**READING TEXT:**
/---
Stamford is a prosperous little city just 40 miles from New York, but it seemed a world away to the rest of the family in Brooklyn.
“I’m like, ‘Connecticut! What?’ ” recalls Valarie, who keeps a lighted candle beside a picture of Miriam.
Miriam still visited her mother and sisters nearly every weekend. To stay close to Valarie’s daughter, she would invite Shelby over for dinner and sleepovers.
“When she just moved there,” Shelby says, “it was a birthday weekend of mine. She picked me up, drove to Connecticut, took me shopping, cooked for me. That’s a good memory of mine.”
In Connecticut, Miriam met Eric Francis, who was 21 years older. He owned a heating and air conditioning business in the Hartford area. Valarie thinks they might have met over the computer, “which is so unlike Miriam, but, you know, she was in Connecticut. She wasn’t around us; she was by herself.”
Miriam did not share many details of her relationship with Francis, according to Valarie and Miriam’s colleagues at work. Miriam learned she was pregnant when she was hospitalized after she hurt her back in a bad fall.
Erica’s birth in August 2012, a week after Miriam’s 33rd birthday, opened a chapter of untold joy, and also challenge, for her mother.
Was Miriam Carey mentally ill? (And is that relevant?)
One day in late November 2012, Carey called the Stamford police to report male neighbors loitering outside her window. They had been stalking her for months, she told the 911 operator. “They’re trying to videotape me through my window,” she says on a recording of the call.
The operator said police would be right over, but there is no record of the outcome.
About two weeks later, shortly after midnight on a Monday, Carey locked herself in the bathroom with her daughter and wouldn’t come out, according to a call Francis made to the Stamford police. “It’s been going on for a week now,” he says on the recording. “She needs help.”
The episode was resolved — police records don’t say how — but before noon Francis summoned officers again. “She just went outside and I can’t get her back in,” he tells the emergency operator. “The baby doesn’t have no coat or anything.”
Four officers arrived and found Carey inside the condo, pacing with her daughter, according to the written police report. “She stated that the residence was hers and she wanted Francis removed,” said the report.
Asked why, “she replied it was because Stamford and the state of Connecticut [are] on a security lock down,” the report continued. “She stated that President Obama put Stamford in lockdown after speaking to her because she is the Prophet of Stamford. She further stated that President Obama had put her residence under electronic surveillance and that it was being fed live to all the national news outlets.”
\---
**STUDY QUESTIONS:**
1. Repeat, word for word, the passage about Miriam Carey from "Miriam still visited" up to and including "dinner and sleepovers.".
2. According to the passage about Miriam Carey, what kind of business did Eric Francis own?
The records have nothing to do with the passage about Miriam Carey.

**RECORDS:**
/---
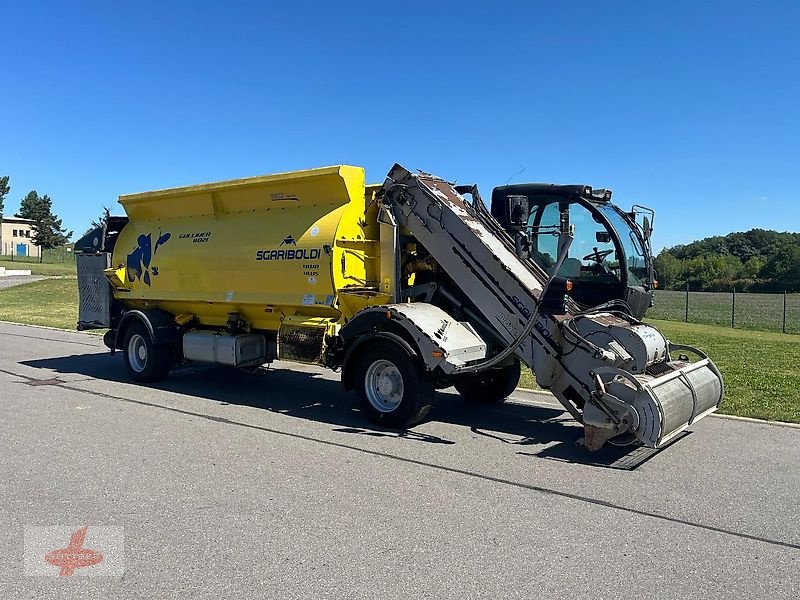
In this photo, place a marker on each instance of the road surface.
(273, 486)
\---
/---
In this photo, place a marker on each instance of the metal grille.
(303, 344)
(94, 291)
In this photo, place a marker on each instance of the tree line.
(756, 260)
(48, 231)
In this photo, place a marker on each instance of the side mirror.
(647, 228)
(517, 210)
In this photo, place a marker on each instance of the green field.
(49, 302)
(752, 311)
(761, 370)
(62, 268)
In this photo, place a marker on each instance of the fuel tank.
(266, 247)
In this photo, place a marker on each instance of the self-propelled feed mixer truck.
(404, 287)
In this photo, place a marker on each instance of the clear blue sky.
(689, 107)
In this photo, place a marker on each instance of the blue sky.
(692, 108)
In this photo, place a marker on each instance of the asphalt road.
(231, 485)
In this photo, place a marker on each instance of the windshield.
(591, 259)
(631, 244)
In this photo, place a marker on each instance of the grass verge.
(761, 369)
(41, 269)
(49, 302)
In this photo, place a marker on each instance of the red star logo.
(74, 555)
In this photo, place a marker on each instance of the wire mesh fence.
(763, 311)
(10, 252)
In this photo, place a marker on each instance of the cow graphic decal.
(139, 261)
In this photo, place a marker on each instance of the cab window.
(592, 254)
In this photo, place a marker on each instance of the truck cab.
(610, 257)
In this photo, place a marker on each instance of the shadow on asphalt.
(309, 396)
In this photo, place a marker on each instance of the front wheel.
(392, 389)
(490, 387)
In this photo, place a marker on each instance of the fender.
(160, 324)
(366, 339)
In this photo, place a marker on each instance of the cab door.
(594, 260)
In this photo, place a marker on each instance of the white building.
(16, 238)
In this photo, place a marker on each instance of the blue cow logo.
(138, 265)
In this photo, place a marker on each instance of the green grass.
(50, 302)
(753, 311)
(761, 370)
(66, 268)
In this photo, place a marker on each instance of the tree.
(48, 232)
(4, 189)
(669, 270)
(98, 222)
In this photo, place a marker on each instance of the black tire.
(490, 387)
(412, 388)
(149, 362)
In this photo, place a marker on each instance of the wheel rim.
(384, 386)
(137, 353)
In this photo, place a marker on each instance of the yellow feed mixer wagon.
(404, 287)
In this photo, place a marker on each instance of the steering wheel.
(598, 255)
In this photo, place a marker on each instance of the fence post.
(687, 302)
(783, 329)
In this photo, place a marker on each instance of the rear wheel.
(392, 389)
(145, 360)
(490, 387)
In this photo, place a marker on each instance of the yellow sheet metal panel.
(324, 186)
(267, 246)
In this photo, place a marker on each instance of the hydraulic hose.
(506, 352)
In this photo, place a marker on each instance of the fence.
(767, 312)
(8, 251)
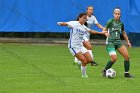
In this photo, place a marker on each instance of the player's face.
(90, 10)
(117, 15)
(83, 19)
\---
**RESULTS IN ORDER:**
1.
Miriam still visited her mother and sisters nearly every weekend. To stay close to Valarie’s daughter, she would invite Shelby over for dinner and sleepovers.

2. A heating and air conditioning business in the Hartford area.